EXERCISE OBJECTIVE :: Your answer should consist of the complete listing, repeated verbatim.

RECORDS SHOWN ::
◇ ◇ ◇ ◇ ◇

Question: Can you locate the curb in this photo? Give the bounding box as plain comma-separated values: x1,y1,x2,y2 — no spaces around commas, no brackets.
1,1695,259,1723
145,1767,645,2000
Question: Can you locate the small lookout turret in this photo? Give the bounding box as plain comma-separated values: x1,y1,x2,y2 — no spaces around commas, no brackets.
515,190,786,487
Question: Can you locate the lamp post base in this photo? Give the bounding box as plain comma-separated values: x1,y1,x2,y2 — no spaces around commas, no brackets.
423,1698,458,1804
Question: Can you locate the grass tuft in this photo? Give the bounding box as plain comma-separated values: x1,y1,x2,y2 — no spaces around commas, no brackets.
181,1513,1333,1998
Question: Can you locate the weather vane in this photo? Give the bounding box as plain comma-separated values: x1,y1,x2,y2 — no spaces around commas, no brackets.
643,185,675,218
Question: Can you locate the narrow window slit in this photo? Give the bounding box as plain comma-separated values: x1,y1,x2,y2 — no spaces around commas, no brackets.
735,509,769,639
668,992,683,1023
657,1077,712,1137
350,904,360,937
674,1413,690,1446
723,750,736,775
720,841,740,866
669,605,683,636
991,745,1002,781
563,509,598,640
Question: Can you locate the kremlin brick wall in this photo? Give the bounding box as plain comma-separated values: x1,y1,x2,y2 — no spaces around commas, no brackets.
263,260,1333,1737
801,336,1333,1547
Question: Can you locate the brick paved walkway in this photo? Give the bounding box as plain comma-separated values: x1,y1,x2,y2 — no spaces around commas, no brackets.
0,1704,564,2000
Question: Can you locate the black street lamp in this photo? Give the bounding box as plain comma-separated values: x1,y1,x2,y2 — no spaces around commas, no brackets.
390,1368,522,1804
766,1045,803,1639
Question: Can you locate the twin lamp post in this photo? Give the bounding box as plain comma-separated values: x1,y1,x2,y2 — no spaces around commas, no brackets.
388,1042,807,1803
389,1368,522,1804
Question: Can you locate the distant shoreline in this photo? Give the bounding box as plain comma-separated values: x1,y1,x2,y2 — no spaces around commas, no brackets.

◇ ◇ ◇ ◇ ◇

ANSWER BELOW ::
Question: Can you locate the curb in this photo? Give the bounding box as plain comma-separated values: x1,y1,x2,y2 — no spaces around commas, no brackets.
1,1695,259,1723
145,1767,645,2000
Question: Can you locate the small lookout turret in this photo? Give the bounding box as plain comma-separated values: x1,y1,x2,y2 — no spaces around commas, no brackets.
515,190,786,487
Question: Can you locate the lamp post base in this photo? Give the bounding box as plain comma-separated values: x1,y1,x2,y2 — no spaces around commas, no brackets.
423,1698,458,1804
Question: Can you locate the grass tuft in this photo? Give the bounding box as plain comma-separated values: x1,y1,x2,y2 — no spaces around commas, no brackets.
181,1513,1333,1998
Question: Can you locate the weather vane in this photo? Give the bounding box as plain comma-separated values: x1,y1,x2,y2 — no spaces around commas, no brackets.
643,185,675,218
Question: Can you locate the narrow window slit in this photo? Give the bounding box as plain comma-separated values: x1,y1,x2,y2 — no spaces around commas, no brackets.
735,509,769,639
668,992,683,1023
657,1077,712,1137
350,904,360,937
674,1413,690,1446
723,750,736,775
720,841,740,866
669,605,683,636
991,745,1002,781
563,509,598,640
Question: Can you locate the kremlin brick wall in this photo? Give the bounding box as plain comma-separated values: x1,y1,x2,y2 — no spaces around commas, no brackets.
263,260,1333,1737
801,336,1333,1547
Question: Can you locate the brick paved walkway in this photo? Give the bounding box as plain comma-separated values: x1,y1,x2,y2 — no spaces around commas, no brackets.
0,1704,564,2000
Question: Can you locate the black street lamp in this photo? Give the bounding box as plain comma-separated values: x1,y1,x2,y2 — no spaces around commas, no brackets.
390,1368,522,1804
766,1045,803,1639
Question: Can you locate the twin lamp post in this photo? Give the bounding box as plain comma-separated values: x1,y1,x2,y2 — no spaces around commas, no brackets.
388,1042,807,1803
389,1368,522,1804
Question: Can you locate the distant shoreline in this photo? Give the bounding box as plain comma-separated values: x1,y1,x2,y2 — no spaces around commas, no brackets.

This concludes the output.